PROVIDED PASSAGE:
Then after a concerted campaign to tell us how vaccination was never on the agenda - all of a sudden we were told it was, always had been, and ring vaccination was the next plan to stop the spread outwards. Then those precious (and ludicrously inadequate in quantity) vaccines were hi-jacked and racehorses were vaccinated, racehorses that were in pockets or properties which were in the middle of EI hotspots, or surrounded by thousand of perfectly healthy horses. We are now told, tough luck, those thousands of horses, also worth millions of dollars, both in financial and emotional currency, are earmarked to get this disease and hopefully those fully vaccinated racehorses can get back to racing in 8 weeks and happily spread it around the so the rest of the horse world can suffer. And under no circumstances are we to be allowed access to the vaccine.

Many of us would happily import the vaccine and pay for it ourselves to protect our much loved and precious horses, but we will be prosecuted if we do. And our wonderful border security would pick up and destroy any vaccine being imported, it's just a pity that those same authorities relaxed the quarantine laws for thoroughbreds so much that they managed to bring it into the country. In the meantime our Industry is being decimated, and we are being directed by the beauracratic equivalent of the Keyston Cops. The average 8yr old with that precious pony that has become the medias' view of the rest of the horse world, would have had a better understanding of our industry and much better management skills. I have been passionately involved in horses since I was 4yrs old, I have spent 30yrs breeding horses, building up a small but successful stud. I am not eligible for any compensation, and I don't particularly want any, there are much more deserving cases out there that will lose businesses, homes, and they will be lost to the horse industry forever.

What I want is the right to protect my horses from a disease which was allowed in by the very idiots who are now denying me access to vaccines. It won't stop my horses getting it, but it does turn a potential disaster into a sniffle. The vaccines are out there, there is a stockpile in the USA and South Africa, and like all vaccines they have a use by date. It's true that no horse, just like no human, dies of Influenza. They die or are permanently damaged by the secondary infections and complications. The flow on effects when a huge industry like ours which puts so much into the community in both economic and social areas will be massive and horse racing is such a very small portion of it.

I am just an average person getting much less than the average wage. I was that little girl who loved her pony! I dreamed of breeding horses and my dream came true - with the inevitable joys, tragedies and heartaches that brings. But I never believed that a Government or a Govt Dept. could be so inept as to deliberately put my precious horses in harms way when there always was an alternative. We need more vaccines and they need to be made available to everybody in the Red Zone who wants them. Governments and their departments need to realise, that while we don't have a collective voice, we do all have a vote!

MATERIAL PROVIDED:
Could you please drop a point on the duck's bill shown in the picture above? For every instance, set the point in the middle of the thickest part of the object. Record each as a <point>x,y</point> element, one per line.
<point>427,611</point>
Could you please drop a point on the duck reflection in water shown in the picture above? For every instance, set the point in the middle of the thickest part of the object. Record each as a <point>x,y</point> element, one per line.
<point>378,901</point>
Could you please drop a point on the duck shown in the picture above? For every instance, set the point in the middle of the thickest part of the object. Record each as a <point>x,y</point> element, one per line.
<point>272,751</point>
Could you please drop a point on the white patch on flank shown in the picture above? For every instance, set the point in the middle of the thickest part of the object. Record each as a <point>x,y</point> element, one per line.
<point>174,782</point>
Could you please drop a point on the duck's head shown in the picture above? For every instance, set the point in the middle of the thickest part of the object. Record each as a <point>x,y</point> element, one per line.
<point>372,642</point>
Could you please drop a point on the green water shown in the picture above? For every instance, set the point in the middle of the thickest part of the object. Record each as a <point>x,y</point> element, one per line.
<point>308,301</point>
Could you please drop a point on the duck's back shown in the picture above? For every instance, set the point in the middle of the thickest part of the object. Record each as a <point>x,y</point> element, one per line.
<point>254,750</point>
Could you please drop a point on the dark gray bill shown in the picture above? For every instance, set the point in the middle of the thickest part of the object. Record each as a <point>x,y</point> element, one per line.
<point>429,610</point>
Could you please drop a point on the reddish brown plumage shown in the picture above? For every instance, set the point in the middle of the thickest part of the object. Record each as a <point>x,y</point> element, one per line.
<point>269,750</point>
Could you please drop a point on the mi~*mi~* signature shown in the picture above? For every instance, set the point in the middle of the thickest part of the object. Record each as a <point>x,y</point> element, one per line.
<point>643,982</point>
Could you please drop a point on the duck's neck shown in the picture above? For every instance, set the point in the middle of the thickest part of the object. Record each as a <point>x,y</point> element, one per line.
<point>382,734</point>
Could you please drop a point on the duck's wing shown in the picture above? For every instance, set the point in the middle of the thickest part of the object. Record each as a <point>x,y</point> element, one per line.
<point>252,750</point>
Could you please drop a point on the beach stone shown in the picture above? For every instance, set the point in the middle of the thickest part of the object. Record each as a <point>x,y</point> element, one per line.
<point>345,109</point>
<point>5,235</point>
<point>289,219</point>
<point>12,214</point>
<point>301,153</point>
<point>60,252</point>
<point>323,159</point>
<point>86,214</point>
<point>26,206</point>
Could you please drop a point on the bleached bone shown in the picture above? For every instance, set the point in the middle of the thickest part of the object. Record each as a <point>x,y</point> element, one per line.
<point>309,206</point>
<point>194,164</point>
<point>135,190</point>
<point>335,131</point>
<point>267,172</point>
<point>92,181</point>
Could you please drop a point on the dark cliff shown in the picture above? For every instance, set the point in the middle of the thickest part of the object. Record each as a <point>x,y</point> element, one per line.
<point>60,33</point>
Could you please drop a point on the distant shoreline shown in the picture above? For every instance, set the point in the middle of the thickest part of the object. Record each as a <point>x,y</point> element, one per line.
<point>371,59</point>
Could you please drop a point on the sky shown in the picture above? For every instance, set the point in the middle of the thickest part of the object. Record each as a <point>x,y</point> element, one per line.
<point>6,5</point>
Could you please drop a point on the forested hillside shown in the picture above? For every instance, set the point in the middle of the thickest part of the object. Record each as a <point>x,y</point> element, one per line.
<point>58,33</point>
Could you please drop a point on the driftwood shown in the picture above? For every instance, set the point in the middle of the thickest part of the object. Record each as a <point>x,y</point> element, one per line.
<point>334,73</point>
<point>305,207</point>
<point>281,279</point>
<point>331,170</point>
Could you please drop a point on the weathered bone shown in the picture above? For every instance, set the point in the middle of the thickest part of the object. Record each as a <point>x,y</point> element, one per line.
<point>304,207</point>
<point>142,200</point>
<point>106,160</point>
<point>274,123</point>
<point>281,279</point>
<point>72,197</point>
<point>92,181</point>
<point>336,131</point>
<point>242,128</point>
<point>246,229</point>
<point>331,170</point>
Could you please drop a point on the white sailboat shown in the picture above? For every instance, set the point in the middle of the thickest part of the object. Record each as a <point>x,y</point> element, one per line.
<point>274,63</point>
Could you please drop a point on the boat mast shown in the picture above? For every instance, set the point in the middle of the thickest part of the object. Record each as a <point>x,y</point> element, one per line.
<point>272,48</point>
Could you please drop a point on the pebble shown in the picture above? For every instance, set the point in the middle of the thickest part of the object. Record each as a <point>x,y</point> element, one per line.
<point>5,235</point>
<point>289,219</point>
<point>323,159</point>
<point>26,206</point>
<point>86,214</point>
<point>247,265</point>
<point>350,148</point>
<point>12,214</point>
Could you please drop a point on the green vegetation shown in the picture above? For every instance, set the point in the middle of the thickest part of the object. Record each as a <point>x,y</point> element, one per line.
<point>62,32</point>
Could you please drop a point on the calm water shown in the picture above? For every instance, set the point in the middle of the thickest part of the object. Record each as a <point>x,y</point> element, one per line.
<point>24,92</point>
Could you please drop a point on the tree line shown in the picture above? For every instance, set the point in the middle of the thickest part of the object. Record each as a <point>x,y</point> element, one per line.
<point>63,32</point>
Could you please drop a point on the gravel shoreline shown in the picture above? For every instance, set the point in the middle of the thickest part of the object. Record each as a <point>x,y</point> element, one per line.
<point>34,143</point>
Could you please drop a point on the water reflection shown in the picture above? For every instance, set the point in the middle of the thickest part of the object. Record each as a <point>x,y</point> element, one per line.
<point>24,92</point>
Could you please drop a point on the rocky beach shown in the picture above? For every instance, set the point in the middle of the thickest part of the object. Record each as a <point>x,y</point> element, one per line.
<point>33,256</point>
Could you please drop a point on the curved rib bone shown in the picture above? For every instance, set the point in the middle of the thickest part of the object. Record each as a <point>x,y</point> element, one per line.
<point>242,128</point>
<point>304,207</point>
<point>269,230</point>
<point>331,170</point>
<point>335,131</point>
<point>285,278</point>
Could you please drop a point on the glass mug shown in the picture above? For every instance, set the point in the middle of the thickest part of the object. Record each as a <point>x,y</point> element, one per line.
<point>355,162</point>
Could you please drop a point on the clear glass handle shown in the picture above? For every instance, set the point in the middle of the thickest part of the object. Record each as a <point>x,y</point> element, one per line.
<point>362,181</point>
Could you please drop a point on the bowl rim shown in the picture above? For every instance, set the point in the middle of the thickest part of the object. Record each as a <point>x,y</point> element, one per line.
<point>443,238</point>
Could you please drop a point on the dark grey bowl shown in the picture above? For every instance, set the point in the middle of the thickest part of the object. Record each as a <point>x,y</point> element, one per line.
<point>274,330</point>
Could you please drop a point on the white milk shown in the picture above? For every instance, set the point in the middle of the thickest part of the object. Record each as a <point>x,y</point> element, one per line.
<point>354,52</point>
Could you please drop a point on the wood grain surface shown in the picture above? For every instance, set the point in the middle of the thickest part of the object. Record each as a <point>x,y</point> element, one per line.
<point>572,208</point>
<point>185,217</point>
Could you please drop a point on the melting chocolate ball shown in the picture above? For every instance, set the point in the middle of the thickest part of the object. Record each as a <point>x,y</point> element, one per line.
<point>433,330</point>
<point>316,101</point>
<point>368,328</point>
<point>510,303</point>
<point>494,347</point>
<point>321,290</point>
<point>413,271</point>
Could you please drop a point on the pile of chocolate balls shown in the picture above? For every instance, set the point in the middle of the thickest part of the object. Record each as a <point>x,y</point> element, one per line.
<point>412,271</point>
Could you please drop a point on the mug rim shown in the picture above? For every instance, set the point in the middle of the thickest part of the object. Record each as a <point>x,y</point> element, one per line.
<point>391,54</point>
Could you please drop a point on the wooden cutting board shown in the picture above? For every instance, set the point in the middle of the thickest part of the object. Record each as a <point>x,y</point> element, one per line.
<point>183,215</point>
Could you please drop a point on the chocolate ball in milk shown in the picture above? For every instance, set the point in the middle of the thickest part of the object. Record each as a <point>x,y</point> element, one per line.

HOW TO COMPLETE THIS TASK: Restate the horse flu vaccine text starting at "I am just an" and ending at "have a vote!", changing "Red Zone" to "quarantine zone".

WRITTEN SOLUTION:
I am just an average person getting much less than the average wage. I was that little girl who loved her pony! I dreamed of breeding horses and my dream came true - with the inevitable joys, tragedies and heartaches that brings. But I never believed that a Government or a Govt Dept. could be so inept as to deliberately put my precious horses in harms way when there always was an alternative. We need more vaccines and they need to be made available to everybody in the quarantine zone who wants them. Governments and their departments need to realise, that while we don't have a collective voice, we do all have a vote!